* [PROBLEM REQUIREMENTS]:
Copy out the data below without any changes, beginning with the line that contains "of the smiling" and finishing with the line that contains "(1194, 291)", both lines included.

--- START OF PROVIDED RECORDS ---

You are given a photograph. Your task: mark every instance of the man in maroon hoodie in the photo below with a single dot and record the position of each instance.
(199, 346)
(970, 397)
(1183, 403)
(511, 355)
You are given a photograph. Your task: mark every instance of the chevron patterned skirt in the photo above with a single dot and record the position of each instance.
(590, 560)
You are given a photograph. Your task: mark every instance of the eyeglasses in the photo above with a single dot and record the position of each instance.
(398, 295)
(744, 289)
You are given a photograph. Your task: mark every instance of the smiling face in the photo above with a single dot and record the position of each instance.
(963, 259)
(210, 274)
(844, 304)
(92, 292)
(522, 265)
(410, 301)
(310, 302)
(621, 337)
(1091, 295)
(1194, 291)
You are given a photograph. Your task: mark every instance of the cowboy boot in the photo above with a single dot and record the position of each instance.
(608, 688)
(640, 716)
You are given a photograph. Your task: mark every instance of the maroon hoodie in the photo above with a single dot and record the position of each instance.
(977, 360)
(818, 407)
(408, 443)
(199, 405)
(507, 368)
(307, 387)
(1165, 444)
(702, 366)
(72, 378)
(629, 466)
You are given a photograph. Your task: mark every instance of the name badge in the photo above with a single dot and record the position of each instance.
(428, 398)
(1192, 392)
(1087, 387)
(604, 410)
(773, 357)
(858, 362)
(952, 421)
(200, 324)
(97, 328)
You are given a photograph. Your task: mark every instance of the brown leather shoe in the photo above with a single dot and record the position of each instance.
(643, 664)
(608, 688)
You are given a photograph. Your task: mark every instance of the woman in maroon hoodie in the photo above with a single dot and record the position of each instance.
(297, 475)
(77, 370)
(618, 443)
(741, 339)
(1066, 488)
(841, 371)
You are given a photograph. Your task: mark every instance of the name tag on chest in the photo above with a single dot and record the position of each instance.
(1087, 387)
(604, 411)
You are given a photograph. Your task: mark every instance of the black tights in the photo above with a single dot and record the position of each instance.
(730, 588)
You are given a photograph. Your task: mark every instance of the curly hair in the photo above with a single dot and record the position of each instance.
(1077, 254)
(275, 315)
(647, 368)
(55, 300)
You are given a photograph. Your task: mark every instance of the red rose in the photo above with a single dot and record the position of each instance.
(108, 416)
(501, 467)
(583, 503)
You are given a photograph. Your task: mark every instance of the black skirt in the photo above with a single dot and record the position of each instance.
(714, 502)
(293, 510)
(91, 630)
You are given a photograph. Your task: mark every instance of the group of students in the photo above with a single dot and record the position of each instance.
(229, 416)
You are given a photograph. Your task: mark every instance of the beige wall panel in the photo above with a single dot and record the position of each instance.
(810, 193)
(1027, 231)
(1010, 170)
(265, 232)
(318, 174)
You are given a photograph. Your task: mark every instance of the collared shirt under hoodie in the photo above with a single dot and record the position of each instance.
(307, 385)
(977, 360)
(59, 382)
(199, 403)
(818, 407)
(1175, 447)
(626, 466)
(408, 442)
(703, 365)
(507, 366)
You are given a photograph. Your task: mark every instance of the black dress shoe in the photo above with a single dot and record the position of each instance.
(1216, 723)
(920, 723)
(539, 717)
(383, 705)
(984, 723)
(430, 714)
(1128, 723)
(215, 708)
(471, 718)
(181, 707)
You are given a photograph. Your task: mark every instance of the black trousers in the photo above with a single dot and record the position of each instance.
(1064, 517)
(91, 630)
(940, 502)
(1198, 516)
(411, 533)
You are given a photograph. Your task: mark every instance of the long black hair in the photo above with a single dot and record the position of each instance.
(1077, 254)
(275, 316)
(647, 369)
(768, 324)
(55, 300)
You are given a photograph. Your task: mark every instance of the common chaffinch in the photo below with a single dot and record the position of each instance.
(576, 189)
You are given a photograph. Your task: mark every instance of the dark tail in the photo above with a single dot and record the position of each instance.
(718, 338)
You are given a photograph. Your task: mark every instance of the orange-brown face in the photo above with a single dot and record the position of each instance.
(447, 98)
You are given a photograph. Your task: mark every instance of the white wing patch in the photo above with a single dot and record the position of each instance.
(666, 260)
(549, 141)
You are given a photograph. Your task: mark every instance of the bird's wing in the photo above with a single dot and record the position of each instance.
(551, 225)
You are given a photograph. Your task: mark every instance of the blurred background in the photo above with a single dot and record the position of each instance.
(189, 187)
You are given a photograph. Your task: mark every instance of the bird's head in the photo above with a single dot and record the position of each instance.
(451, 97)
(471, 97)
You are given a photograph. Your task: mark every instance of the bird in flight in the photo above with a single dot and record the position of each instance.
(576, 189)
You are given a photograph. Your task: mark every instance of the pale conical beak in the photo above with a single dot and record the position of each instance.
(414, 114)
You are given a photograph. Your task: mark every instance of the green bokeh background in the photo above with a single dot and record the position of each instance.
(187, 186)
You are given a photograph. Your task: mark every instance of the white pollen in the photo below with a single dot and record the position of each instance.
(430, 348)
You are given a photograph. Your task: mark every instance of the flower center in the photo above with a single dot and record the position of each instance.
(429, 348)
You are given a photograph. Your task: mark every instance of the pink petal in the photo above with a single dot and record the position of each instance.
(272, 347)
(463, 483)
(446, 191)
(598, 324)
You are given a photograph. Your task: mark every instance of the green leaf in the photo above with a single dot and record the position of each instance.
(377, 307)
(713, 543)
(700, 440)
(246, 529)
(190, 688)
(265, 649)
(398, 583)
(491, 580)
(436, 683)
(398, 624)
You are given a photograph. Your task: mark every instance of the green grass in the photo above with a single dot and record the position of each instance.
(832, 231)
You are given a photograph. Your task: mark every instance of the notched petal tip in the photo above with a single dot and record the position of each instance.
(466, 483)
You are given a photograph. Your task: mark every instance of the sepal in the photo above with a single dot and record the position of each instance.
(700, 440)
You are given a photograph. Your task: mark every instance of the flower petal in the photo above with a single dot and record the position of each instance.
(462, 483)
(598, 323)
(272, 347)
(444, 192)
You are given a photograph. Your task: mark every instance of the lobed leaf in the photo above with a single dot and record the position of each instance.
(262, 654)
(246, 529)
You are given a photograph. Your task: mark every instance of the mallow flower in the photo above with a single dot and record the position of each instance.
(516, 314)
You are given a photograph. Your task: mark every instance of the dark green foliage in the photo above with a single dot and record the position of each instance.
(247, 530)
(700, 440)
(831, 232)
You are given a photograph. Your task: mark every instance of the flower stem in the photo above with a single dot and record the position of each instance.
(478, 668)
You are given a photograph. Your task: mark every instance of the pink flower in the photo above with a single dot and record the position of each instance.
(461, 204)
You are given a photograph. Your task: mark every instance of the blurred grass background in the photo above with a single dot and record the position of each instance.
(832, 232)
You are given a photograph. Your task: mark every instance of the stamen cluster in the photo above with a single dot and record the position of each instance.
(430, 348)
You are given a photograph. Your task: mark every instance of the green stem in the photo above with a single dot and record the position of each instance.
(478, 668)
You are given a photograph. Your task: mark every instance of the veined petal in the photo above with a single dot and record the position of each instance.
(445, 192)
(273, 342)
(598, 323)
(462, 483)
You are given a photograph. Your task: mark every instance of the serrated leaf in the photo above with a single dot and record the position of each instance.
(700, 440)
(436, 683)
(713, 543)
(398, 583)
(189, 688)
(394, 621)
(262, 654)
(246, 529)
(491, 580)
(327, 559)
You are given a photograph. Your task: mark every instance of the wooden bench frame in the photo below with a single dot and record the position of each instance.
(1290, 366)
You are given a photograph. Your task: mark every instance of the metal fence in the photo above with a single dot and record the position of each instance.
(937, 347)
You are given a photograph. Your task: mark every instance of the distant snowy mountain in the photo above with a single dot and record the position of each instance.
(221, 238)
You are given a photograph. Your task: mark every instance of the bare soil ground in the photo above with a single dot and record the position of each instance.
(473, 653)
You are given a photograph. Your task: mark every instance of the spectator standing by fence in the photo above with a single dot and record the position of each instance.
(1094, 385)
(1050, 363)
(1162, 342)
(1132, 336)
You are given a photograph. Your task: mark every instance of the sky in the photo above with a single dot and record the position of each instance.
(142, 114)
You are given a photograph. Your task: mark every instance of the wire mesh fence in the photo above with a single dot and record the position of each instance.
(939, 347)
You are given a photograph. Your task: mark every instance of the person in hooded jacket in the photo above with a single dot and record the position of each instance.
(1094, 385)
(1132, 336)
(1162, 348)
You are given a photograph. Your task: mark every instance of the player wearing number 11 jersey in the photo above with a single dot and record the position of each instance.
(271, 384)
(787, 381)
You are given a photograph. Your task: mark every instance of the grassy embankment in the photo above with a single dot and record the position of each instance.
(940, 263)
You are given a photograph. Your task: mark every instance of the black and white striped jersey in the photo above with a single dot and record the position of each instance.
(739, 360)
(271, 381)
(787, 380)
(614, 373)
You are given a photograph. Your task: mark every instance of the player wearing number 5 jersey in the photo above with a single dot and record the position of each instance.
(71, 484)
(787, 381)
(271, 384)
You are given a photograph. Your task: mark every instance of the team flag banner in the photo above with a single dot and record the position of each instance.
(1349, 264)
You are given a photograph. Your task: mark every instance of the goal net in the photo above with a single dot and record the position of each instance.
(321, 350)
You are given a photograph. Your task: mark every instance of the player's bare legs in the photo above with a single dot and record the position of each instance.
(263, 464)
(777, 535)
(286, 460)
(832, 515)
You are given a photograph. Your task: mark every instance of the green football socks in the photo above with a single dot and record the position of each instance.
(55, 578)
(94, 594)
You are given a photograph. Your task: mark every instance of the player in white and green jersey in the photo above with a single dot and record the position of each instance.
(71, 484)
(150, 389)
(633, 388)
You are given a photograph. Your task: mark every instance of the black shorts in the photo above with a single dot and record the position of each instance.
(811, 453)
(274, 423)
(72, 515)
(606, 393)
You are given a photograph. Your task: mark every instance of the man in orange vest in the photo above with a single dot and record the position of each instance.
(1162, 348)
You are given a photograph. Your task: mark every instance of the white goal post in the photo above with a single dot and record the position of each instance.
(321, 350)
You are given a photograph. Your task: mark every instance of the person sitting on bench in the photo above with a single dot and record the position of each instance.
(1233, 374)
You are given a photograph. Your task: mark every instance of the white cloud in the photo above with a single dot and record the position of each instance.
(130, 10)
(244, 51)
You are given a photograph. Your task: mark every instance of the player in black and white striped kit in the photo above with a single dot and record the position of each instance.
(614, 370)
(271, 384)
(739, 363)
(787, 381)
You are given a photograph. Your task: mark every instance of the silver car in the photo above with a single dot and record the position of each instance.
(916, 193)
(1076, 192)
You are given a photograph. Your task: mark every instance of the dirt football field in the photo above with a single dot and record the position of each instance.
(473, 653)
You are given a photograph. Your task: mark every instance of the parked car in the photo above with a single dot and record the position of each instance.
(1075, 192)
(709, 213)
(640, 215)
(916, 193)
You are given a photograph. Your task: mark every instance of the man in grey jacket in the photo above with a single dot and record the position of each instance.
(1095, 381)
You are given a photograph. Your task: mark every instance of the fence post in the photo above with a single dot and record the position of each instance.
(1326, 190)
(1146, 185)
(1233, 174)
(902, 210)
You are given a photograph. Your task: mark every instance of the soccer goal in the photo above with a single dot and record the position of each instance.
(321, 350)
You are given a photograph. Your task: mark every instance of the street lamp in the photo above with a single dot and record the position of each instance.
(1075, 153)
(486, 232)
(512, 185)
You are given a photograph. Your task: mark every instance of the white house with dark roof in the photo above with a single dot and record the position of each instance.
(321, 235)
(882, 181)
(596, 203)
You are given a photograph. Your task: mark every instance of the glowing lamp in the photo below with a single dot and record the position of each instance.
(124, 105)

--- END OF PROVIDED RECORDS ---

* [SOLUTION FOR THIS EXERCISE]:
You are given a photograph. Your task: mark every instance of the smiling face in the photo above with a single dot and record the position of each instance.
(963, 259)
(210, 274)
(844, 304)
(92, 292)
(522, 265)
(410, 301)
(310, 302)
(621, 337)
(1091, 295)
(1194, 291)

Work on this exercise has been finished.